[Saved data entries]
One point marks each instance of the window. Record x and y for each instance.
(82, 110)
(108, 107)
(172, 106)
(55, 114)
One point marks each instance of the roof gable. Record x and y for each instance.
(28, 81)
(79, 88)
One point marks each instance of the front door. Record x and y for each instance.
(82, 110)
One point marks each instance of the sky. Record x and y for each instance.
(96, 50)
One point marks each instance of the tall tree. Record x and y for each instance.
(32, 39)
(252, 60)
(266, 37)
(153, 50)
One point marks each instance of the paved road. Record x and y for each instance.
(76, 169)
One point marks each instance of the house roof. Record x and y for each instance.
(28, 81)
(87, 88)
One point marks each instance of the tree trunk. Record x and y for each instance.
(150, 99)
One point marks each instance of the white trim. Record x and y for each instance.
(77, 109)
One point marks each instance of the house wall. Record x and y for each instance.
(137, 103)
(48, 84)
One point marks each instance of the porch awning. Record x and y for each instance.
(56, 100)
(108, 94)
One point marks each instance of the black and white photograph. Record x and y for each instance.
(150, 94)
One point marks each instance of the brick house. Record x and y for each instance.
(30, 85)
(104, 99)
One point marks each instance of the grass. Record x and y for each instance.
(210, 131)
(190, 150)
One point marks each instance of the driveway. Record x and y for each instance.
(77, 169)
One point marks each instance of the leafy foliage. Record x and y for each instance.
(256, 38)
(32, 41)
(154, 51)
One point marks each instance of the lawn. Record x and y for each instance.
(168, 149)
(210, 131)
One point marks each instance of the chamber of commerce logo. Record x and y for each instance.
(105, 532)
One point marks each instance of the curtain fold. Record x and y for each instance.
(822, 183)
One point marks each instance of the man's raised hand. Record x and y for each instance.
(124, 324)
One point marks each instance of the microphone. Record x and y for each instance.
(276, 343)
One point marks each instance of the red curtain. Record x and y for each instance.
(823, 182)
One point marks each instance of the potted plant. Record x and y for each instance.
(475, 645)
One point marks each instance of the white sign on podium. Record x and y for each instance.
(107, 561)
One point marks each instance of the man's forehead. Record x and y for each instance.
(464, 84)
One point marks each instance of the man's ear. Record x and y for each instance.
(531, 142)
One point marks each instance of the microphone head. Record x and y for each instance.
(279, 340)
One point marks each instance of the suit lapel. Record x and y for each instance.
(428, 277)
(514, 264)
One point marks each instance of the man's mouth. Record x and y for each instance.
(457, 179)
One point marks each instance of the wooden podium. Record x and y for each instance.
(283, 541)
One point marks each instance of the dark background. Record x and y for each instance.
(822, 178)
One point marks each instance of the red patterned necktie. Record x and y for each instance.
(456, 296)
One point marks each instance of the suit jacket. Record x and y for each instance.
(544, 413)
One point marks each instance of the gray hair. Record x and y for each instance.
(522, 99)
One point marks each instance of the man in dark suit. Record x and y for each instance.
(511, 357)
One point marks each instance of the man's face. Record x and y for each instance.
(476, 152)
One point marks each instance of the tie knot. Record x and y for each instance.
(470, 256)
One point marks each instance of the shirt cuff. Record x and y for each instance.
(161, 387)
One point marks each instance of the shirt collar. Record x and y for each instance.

=== Requirement ===
Express the listing as a JSON list of strings, one string per line, leaving out any blank lines.

=== Solution to this exercise ===
[
  "One point marks each instance of the window. Record x and y for each instance.",
  "(82, 110)",
  "(108, 107)",
  "(172, 106)",
  "(55, 114)",
  "One point marks each instance of the roof gable. Record x and y for each instance.",
  "(28, 81)",
  "(79, 88)",
  "One point marks each instance of the front door. Record x and y for each instance.",
  "(82, 110)",
  "One point marks each instance of the sky. Record x and y for each instance.",
  "(96, 50)",
  "One point marks each instance of the tall tree. Record x and y for each instance.",
  "(32, 39)",
  "(252, 60)",
  "(266, 37)",
  "(153, 50)",
  "One point marks each instance of the paved road. Record x and y for each instance.",
  "(76, 169)",
  "One point marks each instance of the house roof. Record x and y for each instance.",
  "(28, 81)",
  "(87, 88)",
  "One point marks each instance of the tree trunk. Record x and y for each instance.",
  "(150, 99)",
  "One point marks each instance of the white trim. Record x and y for each instance.",
  "(77, 109)",
  "One point marks each instance of the house wall. Record x and y for each instance.",
  "(137, 103)",
  "(48, 84)",
  "One point marks each instance of the porch awning. Record x and y for each instance.",
  "(56, 100)",
  "(108, 94)",
  "One point marks each instance of the black and white photograph. Record x and y for each instance.",
  "(150, 94)",
  "One point marks each instance of the brick house. Record x and y for each instance.",
  "(30, 85)",
  "(104, 99)",
  "One point marks each instance of the grass. Record x and y for each instance.",
  "(210, 131)",
  "(190, 150)",
  "One point marks each instance of the driveway. Record x and y for each instance.",
  "(77, 169)",
  "One point marks each instance of the leafy foliage. Record x and y for each instance.",
  "(256, 38)",
  "(32, 41)",
  "(154, 51)",
  "One point marks each instance of the lawn. Record x and y for each instance.",
  "(168, 149)",
  "(210, 131)",
  "One point marks each instance of the chamber of commerce logo. Record x and y for each instance.",
  "(105, 532)",
  "One point marks each instance of the curtain fold. Record x and y for each instance.",
  "(822, 183)",
  "One point marks each instance of the man's raised hand. Record x and y for each instance.",
  "(124, 324)",
  "One point marks each instance of the microphone. Record x and y for each instance.",
  "(276, 343)",
  "One point marks each instance of the red curtain. Record x and y for each instance.",
  "(823, 182)",
  "One point marks each instance of the potted plant. Record x and y for each instance.",
  "(475, 645)",
  "One point marks each instance of the white sign on podium. Record x and y for each instance.",
  "(107, 561)",
  "One point marks each instance of the man's forehead. Record x and y for each instance.",
  "(464, 84)",
  "One point marks each instance of the man's ear. Record x and y for each instance.",
  "(531, 142)",
  "One point marks each instance of the microphone head. Record x and y for each instance.",
  "(279, 340)",
  "One point marks each instance of the suit lapel. Record x and y for each instance.",
  "(428, 277)",
  "(514, 264)",
  "One point marks each instance of the man's mouth. Record x and y for each instance.",
  "(457, 179)",
  "One point marks each instance of the wooden podium. Record x and y for each instance.",
  "(283, 541)",
  "One point marks each instance of the dark background. Record x and y for each instance.",
  "(822, 178)",
  "One point marks each instance of the red patterned necktie. Record x and y for each instance.",
  "(456, 296)",
  "One point marks each instance of the suit jacket. Record x and y for each instance.",
  "(544, 413)",
  "One point marks each instance of the gray hair. Record x and y for each instance.",
  "(522, 99)",
  "One point marks each instance of the man in dark suit. Record x and y for each instance.",
  "(511, 357)",
  "One point marks each instance of the man's face. Record x and y for each instance.",
  "(476, 152)",
  "One point marks each instance of the tie knot. Record x and y for each instance.",
  "(470, 256)",
  "One point marks each instance of the shirt cuff. Record x and y for each instance.",
  "(161, 387)",
  "One point marks each instance of the shirt collar. Record x and y for each instance."
]